DIRECTIONS - Work through the listing below, copying each line that carries the word "glove".

________________

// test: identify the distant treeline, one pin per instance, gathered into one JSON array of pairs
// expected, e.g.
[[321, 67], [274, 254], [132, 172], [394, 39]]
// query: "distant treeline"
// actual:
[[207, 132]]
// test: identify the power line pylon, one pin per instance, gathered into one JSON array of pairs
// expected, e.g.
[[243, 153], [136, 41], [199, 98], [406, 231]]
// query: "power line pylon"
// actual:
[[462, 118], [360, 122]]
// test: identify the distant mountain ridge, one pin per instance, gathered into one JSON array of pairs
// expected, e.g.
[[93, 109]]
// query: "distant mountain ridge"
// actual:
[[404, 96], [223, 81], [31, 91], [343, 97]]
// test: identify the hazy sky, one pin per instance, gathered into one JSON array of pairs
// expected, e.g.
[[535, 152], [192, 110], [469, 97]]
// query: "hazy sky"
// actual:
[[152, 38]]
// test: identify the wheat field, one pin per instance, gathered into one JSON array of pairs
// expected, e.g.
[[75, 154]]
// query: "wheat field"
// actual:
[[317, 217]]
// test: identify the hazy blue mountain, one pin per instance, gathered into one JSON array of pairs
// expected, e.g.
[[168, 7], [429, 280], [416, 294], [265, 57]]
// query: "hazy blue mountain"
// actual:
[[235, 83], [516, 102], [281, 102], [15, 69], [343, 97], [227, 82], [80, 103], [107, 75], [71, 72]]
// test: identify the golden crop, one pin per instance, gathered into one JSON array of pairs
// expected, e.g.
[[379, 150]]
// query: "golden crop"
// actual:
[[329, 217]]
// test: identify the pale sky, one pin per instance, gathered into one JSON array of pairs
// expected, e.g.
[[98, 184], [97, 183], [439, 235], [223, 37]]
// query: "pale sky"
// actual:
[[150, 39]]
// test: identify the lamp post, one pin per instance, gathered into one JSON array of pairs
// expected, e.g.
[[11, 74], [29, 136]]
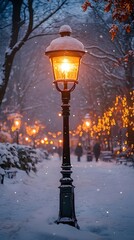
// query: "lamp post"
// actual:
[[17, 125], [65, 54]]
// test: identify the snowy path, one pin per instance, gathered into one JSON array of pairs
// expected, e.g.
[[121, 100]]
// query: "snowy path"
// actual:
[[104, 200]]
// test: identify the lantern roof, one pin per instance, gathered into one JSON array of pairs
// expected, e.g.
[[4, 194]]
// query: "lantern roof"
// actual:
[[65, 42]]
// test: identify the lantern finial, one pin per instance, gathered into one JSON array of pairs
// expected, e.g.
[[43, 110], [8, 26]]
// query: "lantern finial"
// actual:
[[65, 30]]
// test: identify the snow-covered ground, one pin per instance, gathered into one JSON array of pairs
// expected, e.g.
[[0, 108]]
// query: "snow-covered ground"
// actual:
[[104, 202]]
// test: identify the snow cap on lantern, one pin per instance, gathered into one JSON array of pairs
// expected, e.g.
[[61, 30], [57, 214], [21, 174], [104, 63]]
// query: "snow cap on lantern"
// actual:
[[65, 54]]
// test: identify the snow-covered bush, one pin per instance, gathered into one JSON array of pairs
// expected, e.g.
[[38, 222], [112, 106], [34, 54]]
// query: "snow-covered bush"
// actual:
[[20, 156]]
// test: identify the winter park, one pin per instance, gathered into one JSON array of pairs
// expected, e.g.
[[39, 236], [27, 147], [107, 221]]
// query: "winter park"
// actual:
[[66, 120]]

________________

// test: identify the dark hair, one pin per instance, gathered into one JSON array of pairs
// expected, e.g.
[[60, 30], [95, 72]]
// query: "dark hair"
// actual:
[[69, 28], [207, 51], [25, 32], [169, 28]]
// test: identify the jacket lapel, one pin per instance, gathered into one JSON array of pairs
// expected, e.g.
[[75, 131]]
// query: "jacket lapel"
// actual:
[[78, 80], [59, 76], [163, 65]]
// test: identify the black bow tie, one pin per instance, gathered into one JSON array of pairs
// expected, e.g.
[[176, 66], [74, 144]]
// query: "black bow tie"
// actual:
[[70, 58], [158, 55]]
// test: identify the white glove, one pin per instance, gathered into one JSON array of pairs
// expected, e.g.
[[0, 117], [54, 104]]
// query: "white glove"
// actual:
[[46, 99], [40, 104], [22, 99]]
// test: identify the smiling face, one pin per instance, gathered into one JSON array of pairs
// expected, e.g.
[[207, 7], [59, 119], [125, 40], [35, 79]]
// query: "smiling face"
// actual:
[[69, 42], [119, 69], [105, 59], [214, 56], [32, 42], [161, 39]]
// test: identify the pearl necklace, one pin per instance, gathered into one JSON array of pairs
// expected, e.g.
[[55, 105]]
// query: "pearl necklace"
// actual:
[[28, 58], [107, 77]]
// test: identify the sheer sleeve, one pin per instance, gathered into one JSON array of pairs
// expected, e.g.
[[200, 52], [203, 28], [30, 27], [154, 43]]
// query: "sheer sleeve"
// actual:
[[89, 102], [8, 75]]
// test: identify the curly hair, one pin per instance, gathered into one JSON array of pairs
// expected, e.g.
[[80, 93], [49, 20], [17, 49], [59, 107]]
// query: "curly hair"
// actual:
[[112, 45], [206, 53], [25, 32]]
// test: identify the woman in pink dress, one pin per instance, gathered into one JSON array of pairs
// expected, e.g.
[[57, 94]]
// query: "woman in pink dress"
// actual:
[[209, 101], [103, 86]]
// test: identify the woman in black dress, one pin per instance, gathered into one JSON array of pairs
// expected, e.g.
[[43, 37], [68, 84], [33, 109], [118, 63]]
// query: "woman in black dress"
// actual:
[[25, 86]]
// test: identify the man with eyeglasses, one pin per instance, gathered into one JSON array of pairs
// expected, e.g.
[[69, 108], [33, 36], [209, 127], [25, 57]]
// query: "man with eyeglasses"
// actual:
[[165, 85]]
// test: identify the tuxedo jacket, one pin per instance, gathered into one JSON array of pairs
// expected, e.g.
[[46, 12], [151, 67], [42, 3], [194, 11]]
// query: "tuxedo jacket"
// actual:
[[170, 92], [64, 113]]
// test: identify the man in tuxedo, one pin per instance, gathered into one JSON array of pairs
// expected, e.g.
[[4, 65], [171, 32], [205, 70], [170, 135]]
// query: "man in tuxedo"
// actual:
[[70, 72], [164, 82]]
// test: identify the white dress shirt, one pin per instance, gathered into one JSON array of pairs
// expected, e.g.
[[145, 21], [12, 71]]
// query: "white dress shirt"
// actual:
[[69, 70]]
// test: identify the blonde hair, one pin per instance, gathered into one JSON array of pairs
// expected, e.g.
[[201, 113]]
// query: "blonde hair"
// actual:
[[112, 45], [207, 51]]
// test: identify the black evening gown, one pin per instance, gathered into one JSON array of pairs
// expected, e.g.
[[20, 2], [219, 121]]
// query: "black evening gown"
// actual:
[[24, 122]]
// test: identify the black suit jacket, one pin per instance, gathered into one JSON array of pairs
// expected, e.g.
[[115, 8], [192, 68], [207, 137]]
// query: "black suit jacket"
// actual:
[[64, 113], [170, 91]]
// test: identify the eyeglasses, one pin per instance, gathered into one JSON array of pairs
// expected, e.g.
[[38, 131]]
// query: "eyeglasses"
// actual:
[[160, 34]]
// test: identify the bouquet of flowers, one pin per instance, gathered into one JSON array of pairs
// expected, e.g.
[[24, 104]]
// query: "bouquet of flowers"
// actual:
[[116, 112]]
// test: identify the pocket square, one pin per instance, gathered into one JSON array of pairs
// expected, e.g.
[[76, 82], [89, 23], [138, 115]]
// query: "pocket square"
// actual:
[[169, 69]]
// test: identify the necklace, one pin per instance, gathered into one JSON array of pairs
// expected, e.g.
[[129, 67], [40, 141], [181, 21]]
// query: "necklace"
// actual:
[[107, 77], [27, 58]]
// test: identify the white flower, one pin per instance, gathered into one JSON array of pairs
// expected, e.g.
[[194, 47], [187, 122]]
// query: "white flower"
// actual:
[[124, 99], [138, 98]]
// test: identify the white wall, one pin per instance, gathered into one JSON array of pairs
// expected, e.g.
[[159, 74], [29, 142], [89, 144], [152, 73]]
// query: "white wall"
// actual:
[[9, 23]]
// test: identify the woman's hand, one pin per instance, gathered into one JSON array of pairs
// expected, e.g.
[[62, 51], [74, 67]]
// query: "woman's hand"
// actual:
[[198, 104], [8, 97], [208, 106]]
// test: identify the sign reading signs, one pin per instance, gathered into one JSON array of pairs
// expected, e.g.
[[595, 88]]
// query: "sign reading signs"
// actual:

________________

RESULT -
// test: identify the white glove, one pin per instance, gathered into one JSON array of pairs
// query: "white glove"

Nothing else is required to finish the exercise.